**TEXTE FOURNI:**
·····

2010 pourrait bien être l'année de l'Afrique, et plus particulièrement de l'Afrique du Sud, qui accueille pour la première fois la Coupe du monde de soccer. Quels seront les impacts de cet événement historique sur le pays le plus industrialisé du continent noir? Et surtout, seront-ils à la hauteur des attentes?

Pendant quatre semaines, à compter du 9 juin 2010, l'Afrique du Sud sera au centre du monde. Des milliards de téléspectateurs, des centaines de milliers de visiteurs et les médias des quatre coins du monde et se tourneront vers le pays de Nelson Mandela, qui accueillera la Coupe du monde de soccer. Pour l'Afrique noire, qui n'a même jamais reçu les Jeux olympiques, cette grande première suscite plus que de l'optimisme. Elle ravive tous les espoirs.

 

Les résultats seront-ils à la hauteur des attentes? Ça, c'est une autre histoire. Car si la fébrilité est déjà palpable en Afrique du Sud, la plupart des spécialistes s'entendent pour dire que la «World Cup» ne réglera pas à elle seule tous les problèmes du pays, et encore moins ceux du continent le plus pauvre de la planète.

«Ce ne sera pas une potion magique comme dans Astérix», résume Dan O'Meara, Sud-Africain d'origine et professeur titulaire au département de science politique de l'UQAM. «Mais il peut y avoir des impacts positifs.»

«Immense source d'espoir»

Avec 500 000 visiteurs attendus, le tourisme s'annonce d'emblée comme le grand gagnant de l'opération, non seulement en Afrique du Sud, mais aussi dans les pays voisins, qui se préparent à accueillir ce débarquement de masse. La Zambie, parmi d'autres, aurait déjà prévu le coup en augmentant son parc hôtelier.

·····

**CONSIGNE:** D'après le texte sur la Coupe du monde en Afrique du Sud, combien de visiteurs sont attendus ?

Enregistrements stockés

·····

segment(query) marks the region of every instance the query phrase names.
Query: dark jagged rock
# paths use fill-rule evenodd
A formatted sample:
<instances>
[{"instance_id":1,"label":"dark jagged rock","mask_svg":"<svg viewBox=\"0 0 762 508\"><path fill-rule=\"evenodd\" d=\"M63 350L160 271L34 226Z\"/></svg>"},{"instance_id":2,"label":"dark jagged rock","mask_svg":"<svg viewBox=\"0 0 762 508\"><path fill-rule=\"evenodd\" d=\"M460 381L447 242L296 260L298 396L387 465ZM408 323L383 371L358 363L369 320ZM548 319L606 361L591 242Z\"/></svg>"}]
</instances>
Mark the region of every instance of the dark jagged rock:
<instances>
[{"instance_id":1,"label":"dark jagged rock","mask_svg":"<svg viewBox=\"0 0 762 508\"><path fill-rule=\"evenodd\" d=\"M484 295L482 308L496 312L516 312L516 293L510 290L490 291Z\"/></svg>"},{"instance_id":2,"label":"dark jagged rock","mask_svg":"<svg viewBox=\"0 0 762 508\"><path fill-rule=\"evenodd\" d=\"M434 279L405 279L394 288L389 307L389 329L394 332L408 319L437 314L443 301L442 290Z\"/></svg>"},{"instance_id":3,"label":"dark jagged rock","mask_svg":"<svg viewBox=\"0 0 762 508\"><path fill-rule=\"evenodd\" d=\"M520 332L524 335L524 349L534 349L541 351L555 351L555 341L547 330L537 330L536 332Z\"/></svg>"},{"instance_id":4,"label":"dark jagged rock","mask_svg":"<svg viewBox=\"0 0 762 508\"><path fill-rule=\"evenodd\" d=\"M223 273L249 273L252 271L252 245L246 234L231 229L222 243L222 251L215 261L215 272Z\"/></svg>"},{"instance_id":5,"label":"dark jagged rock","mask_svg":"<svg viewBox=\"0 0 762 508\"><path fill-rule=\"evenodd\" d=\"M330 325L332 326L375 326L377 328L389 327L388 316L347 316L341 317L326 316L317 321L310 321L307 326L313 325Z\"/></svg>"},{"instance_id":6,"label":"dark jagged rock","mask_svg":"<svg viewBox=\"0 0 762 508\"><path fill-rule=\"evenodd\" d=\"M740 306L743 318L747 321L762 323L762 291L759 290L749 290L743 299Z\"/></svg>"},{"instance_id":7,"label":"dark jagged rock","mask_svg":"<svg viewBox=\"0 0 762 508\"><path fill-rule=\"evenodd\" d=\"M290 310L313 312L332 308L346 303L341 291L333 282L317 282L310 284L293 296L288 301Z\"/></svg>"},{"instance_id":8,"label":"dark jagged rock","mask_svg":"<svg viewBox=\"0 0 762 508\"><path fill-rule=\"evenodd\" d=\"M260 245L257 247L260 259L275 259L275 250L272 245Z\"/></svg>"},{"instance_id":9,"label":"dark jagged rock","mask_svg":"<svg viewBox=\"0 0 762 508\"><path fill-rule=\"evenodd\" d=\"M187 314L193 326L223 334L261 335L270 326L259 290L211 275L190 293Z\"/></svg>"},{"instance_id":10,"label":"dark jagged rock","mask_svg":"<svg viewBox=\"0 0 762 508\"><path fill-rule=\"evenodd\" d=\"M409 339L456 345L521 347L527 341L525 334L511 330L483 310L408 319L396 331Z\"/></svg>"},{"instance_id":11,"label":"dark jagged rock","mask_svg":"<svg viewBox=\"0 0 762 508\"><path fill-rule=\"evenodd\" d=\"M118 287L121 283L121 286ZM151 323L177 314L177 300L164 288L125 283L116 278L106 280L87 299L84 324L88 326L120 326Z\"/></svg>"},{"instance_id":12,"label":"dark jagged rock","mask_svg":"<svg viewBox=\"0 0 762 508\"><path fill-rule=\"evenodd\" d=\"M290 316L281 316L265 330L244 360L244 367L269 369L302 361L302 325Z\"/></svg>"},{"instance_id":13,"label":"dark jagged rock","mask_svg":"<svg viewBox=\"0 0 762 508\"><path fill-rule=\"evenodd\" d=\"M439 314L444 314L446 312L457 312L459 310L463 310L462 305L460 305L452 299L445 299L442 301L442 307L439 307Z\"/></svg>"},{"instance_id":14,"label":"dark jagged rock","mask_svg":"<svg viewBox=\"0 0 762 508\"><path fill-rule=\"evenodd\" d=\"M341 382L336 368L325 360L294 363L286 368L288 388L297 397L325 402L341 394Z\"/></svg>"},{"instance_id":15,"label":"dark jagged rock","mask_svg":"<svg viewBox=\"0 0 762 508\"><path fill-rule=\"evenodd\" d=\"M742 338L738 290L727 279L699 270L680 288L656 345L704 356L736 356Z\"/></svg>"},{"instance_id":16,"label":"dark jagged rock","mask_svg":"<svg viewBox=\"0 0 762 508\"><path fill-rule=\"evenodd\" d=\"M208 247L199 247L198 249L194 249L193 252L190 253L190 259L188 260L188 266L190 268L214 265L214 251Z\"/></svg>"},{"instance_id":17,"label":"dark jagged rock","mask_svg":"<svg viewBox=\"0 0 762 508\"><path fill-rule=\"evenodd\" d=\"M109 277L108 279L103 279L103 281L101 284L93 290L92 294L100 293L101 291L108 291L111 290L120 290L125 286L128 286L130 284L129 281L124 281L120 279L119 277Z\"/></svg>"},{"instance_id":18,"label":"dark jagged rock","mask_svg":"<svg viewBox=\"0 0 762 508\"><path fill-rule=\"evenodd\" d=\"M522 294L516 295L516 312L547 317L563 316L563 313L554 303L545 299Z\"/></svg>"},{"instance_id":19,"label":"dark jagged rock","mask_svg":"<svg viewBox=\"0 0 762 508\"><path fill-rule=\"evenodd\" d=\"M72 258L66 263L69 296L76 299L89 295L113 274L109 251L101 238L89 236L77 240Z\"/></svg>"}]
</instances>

·····

**CORRIGÉ:** On attend 500 000 visiteurs.